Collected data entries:
-- Begin --

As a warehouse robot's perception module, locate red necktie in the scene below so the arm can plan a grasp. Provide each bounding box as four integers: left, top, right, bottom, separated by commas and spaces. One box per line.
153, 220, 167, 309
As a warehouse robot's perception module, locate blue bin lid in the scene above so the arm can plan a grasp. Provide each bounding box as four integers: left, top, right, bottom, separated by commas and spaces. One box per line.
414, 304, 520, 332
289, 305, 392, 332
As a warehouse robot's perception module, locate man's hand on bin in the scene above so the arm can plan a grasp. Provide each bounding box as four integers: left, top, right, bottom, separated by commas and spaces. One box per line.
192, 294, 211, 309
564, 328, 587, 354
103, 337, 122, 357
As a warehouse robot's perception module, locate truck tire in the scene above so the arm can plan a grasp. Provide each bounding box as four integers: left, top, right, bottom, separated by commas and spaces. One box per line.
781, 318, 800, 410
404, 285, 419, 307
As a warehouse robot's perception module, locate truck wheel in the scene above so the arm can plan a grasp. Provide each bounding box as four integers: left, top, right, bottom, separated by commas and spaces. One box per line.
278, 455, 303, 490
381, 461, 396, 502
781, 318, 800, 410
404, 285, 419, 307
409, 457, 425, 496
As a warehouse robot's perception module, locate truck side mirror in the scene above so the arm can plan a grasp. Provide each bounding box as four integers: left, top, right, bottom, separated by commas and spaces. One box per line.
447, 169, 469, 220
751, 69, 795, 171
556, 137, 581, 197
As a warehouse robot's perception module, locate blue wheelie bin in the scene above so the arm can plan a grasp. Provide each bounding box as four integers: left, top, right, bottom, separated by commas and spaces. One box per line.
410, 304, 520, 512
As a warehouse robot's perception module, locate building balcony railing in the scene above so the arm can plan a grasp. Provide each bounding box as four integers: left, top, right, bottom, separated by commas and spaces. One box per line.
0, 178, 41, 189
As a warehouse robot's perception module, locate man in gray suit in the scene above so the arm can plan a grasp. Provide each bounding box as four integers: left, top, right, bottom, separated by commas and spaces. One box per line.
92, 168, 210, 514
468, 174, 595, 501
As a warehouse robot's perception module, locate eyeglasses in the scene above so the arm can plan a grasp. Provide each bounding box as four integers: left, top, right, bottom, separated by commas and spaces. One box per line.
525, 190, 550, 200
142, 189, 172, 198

-- End --

* _TASK DESCRIPTION_
Reproduce the records from the line with "As a warehouse robot's perception module, locate blue bin" to the line with "289, 305, 392, 332", keeping the request line, and offset every bounding box coordinate by adding 4 to it.

* _IN RESPONSE_
As a warehouse robot's perception module, locate blue bin lid in the scene above so the arm can plan a grasp. Provide each bounding box as four integers: left, top, right, bottom, separated by commas and spaces. One box per line.
418, 308, 524, 336
293, 309, 396, 336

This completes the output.